Assignment 1:
Please reproduce the Harper column from "What is most" to "watch. That worked.", substituting "downturn" for "recession".
Assignment 2:
Answer these questions from the Harper column:
(a) Which CBC anchor interviewed the Prime Minister?
(b) Until when did Harper shut down Parliament?
(c) What dollar figure is given for the H1N1 learning exercise?

Source document:
Start of Block
Harper's latest tyrannical move has awakened people's apathy, but will it be enough, and is it sustainable?
When I first started researching Harper's past and the neo-conservative movement, I thought maybe much of it was hyperbole.
And yet, everything outlined by the father of the movement, Leo Strauss, fits the bill.
1. Deception, the 'big lie' being that Stephen Harper was now a Tory (and also the fact that he lies constantly about everything)
2. Religious Fervour - he has tapped into the religious right in an unprecedented manner.
3. Unbridled patriotism through perpetual war. He certainly sold us on Afghanistan and the so-called 'War on Terror".
But another aspect of neo-conservatism is to be able to control the 'ignorant masses', and boy he's got that one down to a 'T'. Carol Goar explains how he does it in her Star column.'
We dance to Stephen Harper's tunes
By Carol Goar Editorial Board
January 13, 2009
Our Prime Minister has a rather unflattering view of us.
According to Stephen Harper, we are untroubled by allegations that his government ignored repeated warnings that Canadian troops, unlike any of their NATO counterparts, were handing over Afghan prisoners of war to local authorities who subjected them to torture.
If these claims are true, Canada knowingly violated the 61-year-old Geneva Convention, which prohibits signatories from torturing enemy combatants or turning them over to regimes that use torture. Our country's long-standing reputation for upholding international law and defending human rights would be badly blemished.
"That's not on the top of the radar for most Canadians," the Prime Minister told CBC anchor Peter Mansbridge in his first televised interview of the new year.
Harper considers us too complacent to oppose his decision to shut down Parliament until early March, making it impossible for MPs to ascertain what actually happened in Afghanistan.
If his reading is correct, we will soon get over our media-induced tantrum, turn our attention to the Winter Olympics and accept his self-granted right to cut off national debate whenever it serves his interests.
The Prime Minister is confident we will buy his government's claim that it handled the H1N1 pandemic properly.
He sees no need to explain – or apologize for – Ottawa's failure to provide H1N1 vaccine to most of the population until the flu had passed its peak. He is letting provincial and municipal authorities take the heat for rationing the serum when demand was high, shutting down their clinics when Ottawa didn't deliver the vaccine they'd been promised, and inoculating fewer than half of Canadians. He is counting on taxpayers to cheerfully write off this $400-million learning exercise.
And Harper assumes he can casually tell Canadians: "I am a lot more concerned by God's verdict on my life than the one of historians."
If we let this go unchallenged, as he anticipates, he will be free to set a new standard of accountability in Canadian politics: elected leaders can substitute their religious precepts for the will of the people. They can justify their actions to God, not us.
It adds up to a discomfiting national portrait: we don't care whether our country flouts international law, we won't bestir ourselves to defend our democratic rights, we can be induced to shrug off the loss of hundreds of millions of dollars on an overhyped, poorly executed pandemic management program, and we'll settle for a head of government who answers to God, not us.
What is most troubling is that Harper may have pegged us accurately:
He gambled in 2008 that we would re-elect him if he promised there would be no recession and no deficit on his watch. That worked.
He gambled 13 months ago that he could shut down Parliament to avoid a vote of confidence that would have toppled his government. That worked.
He gambled he could convince us that his government's stimulus plan – which consisted primarily of small grants to municipalities for already slated construction projects – sparked Canada's economic recovery. That seems to have worked.
And he gambled he could promise a "new era of accountability," then systematically silence voices that contradicted his own: those of parliamentarians, public servants and members of independent federal agencies. So far, that has worked.
If we want a national leader who respects us, we're going to have to change.
A brief display of indignation won't do it. Harper has waited out several of those. Nor will a temporary withdrawal of our political support. Harper has turned the polls around before.
The way to show the Prime Minister he is wrong about us is to start defying his predictions and keep doing it till he gets the message.
End of Block
Collected data:
Start of Block
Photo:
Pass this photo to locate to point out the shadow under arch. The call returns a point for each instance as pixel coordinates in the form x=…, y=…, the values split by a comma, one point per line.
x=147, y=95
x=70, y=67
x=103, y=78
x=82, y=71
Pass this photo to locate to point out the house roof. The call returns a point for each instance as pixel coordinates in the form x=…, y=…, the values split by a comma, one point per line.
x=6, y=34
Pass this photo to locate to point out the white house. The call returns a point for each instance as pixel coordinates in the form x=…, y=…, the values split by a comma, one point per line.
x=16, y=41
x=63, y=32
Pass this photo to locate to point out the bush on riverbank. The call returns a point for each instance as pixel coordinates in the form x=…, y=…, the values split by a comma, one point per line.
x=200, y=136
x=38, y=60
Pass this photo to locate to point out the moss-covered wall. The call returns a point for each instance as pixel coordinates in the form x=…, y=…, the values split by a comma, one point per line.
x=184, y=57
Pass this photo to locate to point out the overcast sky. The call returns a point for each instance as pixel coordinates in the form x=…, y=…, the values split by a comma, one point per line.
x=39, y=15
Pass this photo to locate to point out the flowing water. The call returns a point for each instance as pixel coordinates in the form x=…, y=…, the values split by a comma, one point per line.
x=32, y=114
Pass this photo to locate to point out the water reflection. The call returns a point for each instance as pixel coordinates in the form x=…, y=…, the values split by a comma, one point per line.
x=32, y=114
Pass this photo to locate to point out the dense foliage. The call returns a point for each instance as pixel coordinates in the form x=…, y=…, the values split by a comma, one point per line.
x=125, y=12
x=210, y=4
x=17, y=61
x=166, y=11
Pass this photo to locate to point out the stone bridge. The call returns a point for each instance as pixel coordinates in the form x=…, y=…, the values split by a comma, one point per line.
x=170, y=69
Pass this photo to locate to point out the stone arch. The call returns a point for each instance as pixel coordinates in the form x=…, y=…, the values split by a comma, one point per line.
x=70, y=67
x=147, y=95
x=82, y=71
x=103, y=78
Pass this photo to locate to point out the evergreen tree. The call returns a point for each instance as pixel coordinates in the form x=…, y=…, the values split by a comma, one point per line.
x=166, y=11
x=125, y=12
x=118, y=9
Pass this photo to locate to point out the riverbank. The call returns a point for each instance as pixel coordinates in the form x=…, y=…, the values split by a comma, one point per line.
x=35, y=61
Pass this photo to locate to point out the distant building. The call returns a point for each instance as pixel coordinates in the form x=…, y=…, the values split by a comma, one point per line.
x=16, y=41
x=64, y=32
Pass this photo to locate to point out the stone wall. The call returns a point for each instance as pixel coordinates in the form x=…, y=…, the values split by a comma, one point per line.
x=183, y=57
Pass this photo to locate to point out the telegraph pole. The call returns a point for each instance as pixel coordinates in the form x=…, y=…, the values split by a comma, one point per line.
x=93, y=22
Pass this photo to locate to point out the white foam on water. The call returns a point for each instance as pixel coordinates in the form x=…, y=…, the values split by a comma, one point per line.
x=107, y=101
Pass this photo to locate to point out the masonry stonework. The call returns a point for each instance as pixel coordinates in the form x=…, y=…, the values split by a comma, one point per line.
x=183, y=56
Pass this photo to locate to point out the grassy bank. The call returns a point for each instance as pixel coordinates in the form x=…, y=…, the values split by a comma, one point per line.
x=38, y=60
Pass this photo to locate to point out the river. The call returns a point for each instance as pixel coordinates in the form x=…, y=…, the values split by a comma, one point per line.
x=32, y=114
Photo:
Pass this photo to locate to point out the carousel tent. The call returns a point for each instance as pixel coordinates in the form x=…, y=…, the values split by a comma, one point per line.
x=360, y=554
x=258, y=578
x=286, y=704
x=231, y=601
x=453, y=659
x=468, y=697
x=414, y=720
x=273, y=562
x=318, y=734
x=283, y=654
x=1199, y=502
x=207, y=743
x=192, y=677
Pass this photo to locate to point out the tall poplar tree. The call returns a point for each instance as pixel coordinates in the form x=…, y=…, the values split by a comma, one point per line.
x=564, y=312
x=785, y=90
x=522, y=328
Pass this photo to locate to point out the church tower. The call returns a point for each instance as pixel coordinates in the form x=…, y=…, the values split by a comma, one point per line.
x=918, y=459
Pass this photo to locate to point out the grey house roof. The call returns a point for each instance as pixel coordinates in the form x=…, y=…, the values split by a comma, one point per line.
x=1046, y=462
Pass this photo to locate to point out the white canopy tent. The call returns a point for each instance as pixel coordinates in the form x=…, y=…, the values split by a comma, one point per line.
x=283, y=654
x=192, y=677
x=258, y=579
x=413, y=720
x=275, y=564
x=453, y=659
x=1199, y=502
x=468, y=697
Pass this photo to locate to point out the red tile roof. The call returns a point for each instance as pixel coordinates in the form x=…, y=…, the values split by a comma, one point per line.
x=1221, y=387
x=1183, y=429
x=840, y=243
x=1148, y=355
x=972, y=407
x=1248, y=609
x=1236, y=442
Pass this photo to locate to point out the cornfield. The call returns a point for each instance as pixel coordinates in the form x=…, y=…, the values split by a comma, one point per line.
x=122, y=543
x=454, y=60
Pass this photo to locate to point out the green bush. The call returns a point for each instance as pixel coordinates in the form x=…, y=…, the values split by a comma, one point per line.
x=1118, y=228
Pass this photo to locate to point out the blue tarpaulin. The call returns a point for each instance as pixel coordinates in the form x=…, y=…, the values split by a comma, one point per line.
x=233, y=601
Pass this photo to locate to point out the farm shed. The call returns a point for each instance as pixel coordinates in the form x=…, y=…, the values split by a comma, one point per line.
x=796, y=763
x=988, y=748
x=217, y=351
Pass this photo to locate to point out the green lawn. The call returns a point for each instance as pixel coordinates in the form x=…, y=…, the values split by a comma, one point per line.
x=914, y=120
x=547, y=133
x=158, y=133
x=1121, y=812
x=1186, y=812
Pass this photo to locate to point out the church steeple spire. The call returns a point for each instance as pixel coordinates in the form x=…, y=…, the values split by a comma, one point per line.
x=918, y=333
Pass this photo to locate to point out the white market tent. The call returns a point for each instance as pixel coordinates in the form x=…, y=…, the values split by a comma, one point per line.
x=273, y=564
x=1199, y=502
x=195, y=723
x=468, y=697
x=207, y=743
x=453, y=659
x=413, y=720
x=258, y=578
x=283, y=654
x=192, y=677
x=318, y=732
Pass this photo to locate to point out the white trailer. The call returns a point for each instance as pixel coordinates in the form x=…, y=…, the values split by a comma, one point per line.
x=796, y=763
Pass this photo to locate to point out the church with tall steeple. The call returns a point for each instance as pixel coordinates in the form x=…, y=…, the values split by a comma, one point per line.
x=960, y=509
End of Block
Response area 1:
What is most troubling is that Harper may have pegged us accurately:
He gambled in 2008 that we would re-elect him if he promised there would be no downturn and no deficit on his watch. That worked.

Response area 2:
(a) Peter Mansbridge
(b) Early March
(c) $400 million